Welcome to the DataCafe. I'm Jason.

Jeremy:

And I'm Jeremy. And today we're talking about the scientific method.

Jason:

So I thought we'd stop in for a bite today, Jeremy, because I've had it in my mind to talk about the scientific method and what that means for data science and for data scientists. So I'd like to pick your brain about it a bit.

Jeremy:

Okay, that's interesting, because I mean, I'm not sure I, I come from a traditional scientist, background, I'm a mathematician by training, and then I got into sort of a hybrid area of computer science, but you are the scientist, Jason. So I'm interested. Yeah, you know, almost in rebounding the question and saying, Well, what does the scientific method mean to you as a physicist, as an astrophysicist?

Jason:

Yeah, yeah, I guess. So we've talked about, like, the scientific method has come up a couple of times in our jobs. And I think we've even mentioned this in the cafe a couple of times. So as we go through our scientific training, and we set up experiments in school and college and fundamentally gather our data and make our observations to prove or disprove a hypothesis, and this whole enterprise, I guess, falls under the realm of the scientific method. So, right, you can draw it in a pipeline, and there's all these pictures online. And I don't think it really flows so straightforwardly, as that course, if I look at a picture and say that, you know, main boxes in this process flow, generally, or historically, you observe something in the world, and it raises a question. And that question is a topic of interest and may form a hypothesis. So you decide to run an experiment. And to do that, you need data from the experiment, the process can gather your data, or you may have some data, when your experiment report on the conclusions. And if there's something interesting that like, proves what you're taught was true. You tell everybody evade? Yes. And then other people repeat that. And if enough people repeated enough times, confidence is built that your hypothesis, yeah, wasn't a fluke.

THE DATA -
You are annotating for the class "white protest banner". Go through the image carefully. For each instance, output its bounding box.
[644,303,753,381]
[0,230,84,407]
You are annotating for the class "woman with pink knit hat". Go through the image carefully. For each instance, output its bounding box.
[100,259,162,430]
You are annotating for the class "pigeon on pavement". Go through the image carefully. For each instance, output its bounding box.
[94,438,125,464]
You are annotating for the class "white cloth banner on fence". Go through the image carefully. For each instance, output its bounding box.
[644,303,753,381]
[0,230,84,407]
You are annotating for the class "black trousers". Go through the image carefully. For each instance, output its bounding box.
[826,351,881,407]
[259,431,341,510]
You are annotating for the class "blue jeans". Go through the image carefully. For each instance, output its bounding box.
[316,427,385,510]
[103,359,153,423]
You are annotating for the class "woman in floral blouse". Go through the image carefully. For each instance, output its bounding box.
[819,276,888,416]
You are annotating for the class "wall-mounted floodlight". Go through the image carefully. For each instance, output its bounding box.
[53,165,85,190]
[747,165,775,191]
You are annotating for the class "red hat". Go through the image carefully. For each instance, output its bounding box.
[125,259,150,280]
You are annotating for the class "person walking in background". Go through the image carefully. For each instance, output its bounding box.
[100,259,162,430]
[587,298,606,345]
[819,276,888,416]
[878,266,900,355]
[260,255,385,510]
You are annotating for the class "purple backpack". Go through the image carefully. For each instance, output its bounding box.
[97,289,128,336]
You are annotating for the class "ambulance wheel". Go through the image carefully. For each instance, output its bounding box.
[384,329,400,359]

WORK INSTRUCTION A - Repeat word for word the stretch of the scientific method transcript above from "So I thought" through "about it a bit.".
WORK INSTRUCTION B - Translate this sentence from the scientific method transcript into Spanish: "And that question is a topic of interest and may form a hypothesis."

WRITTEN SOLUTION A -
So I thought we'd stop in for a bite today, Jeremy, because I've had it in my mind to talk about the scientific method and what that means for data science and for data scientists. So I'd like to pick your brain about it a bit.

WRITTEN SOLUTION B - Y esa pregunta es un tema de interés y puede formar una hipótesis.